• _Prompt_
In the article about the startup pitches below, reproduce verbatim the passage that opens with the words "The three local" and closes with "said Adam Flitner.".

• _Document section_
<<<<

Legacy planning platform Memori, online marketplace Rotuku and insurance technology service essentials.ai will pitch to a panel of venture capitalists (VC) at Golden Equator in Singapore on January 10, 2019.
The three local startups were selected yesterday out of a pool of 18 startups who pitched before a panel of judges from BIBD, Progresif and Golden Equator as part of a ‘demo day’ held to culminate the fourth cycle of Darussalam Enterprise’s (DARe) Startup Bootcamp.
Managing partner of Singapore-based Golden Equator Consulting (GECo), who are facilitating the latest editions of DARe’s business bootcamps, said that they have lined up some of Singapore’s largest VCs to give feedback and open up opportunities for potential investment and collaboration.
“Over the past 100 days the startups have made significant progress in refining their pitches and business models; I believe they are ready for VCs” said Adam Flitner.

>>>>

• _Data for analysis_
<<<<

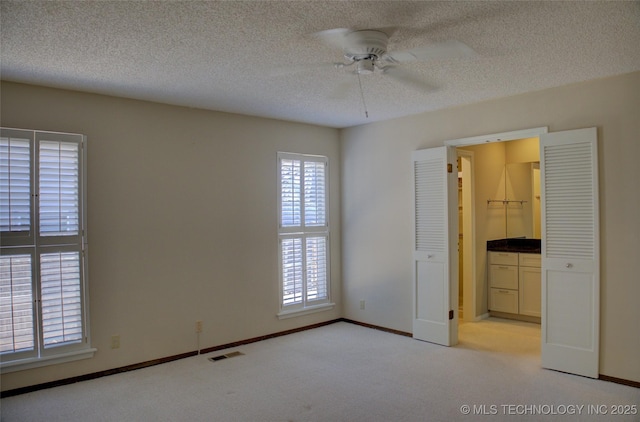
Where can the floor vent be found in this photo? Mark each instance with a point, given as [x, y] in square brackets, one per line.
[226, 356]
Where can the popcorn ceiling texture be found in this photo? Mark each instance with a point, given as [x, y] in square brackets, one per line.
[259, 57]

>>>>
<<<<

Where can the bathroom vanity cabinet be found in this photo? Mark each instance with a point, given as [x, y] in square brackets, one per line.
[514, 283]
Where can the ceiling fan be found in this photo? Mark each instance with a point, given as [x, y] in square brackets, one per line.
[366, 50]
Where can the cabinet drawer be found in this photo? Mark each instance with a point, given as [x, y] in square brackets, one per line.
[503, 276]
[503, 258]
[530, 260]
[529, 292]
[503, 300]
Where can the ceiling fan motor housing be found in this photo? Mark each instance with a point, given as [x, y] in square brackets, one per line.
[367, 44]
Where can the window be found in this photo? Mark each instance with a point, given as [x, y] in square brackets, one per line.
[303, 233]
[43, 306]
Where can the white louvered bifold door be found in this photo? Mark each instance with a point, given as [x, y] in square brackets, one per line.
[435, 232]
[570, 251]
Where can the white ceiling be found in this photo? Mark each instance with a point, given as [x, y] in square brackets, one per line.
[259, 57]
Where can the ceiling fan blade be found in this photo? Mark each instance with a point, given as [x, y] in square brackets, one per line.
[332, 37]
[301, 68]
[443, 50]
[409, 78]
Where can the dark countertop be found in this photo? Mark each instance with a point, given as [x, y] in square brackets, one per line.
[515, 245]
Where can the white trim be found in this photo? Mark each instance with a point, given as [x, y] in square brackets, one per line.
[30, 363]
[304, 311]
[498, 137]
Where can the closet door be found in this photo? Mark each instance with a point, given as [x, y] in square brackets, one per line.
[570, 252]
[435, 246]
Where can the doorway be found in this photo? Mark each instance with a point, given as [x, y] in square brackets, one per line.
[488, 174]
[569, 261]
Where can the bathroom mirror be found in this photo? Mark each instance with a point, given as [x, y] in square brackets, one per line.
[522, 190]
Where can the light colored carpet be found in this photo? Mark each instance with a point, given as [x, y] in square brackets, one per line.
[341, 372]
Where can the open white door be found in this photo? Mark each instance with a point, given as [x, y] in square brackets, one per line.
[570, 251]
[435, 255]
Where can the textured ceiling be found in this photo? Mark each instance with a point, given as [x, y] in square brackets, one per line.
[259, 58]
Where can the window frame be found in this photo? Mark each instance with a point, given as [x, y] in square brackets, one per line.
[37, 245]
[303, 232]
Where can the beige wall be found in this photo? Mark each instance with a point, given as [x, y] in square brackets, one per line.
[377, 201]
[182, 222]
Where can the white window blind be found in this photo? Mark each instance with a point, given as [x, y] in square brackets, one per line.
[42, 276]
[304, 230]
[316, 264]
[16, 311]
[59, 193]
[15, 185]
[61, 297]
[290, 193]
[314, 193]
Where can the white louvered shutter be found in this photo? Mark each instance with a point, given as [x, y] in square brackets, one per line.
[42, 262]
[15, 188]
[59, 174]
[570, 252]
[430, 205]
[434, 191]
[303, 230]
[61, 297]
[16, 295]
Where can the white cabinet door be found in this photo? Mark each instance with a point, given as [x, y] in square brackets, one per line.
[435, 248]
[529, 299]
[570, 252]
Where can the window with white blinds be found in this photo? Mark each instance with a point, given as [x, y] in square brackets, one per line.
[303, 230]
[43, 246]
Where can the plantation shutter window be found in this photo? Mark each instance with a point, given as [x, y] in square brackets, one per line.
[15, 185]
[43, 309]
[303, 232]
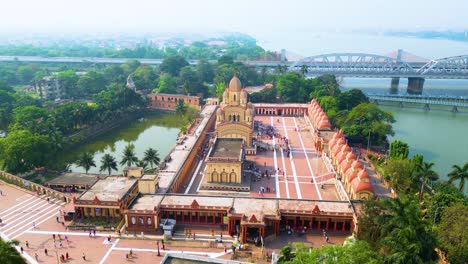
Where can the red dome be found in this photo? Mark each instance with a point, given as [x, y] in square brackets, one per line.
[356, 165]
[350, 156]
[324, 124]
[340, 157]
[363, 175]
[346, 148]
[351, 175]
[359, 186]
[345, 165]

>>>>
<<<<

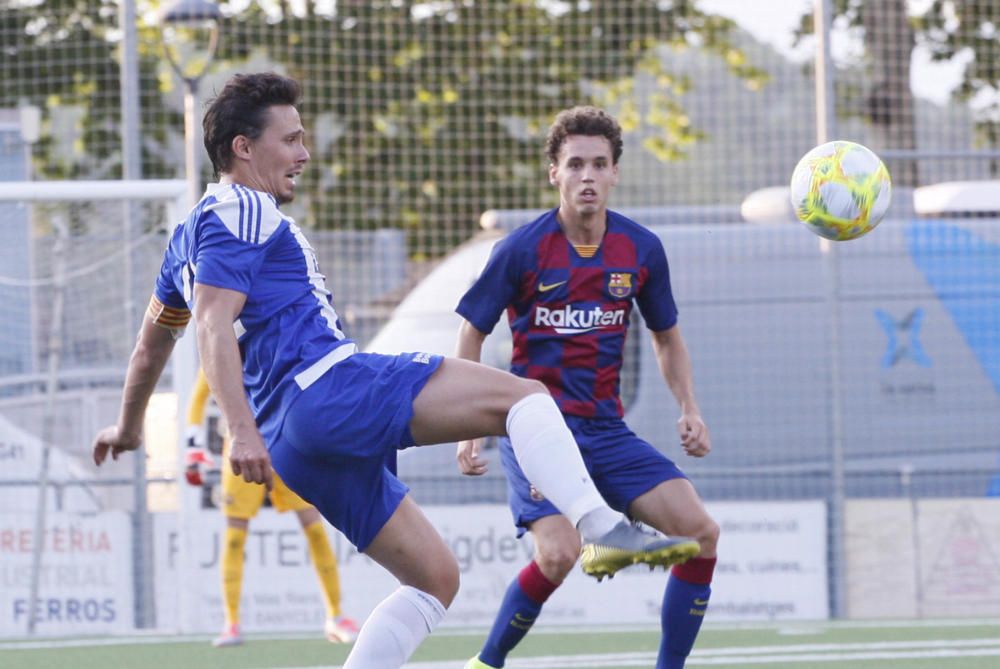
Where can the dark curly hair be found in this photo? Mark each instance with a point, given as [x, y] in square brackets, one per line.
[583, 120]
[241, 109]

>>>>

• _Solved exercise_
The three local startups were selected yesterday out of a pool of 18 startups who pitched before a panel of judges from BIBD, Progresif and Golden Equator as part of a ‘demo day’ held to culminate the fourth cycle of Darussalam Enterprise’s (DARe) Startup Bootcamp.
Managing partner of Singapore-based Golden Equator Consulting (GECo), who are facilitating the latest editions of DARe’s business bootcamps, said that they have lined up some of Singapore’s largest VCs to give feedback and open up opportunities for potential investment and collaboration.
“Over the past 100 days the startups have made significant progress in refining their pitches and business models; I believe they are ready for VCs” said Adam Flitner.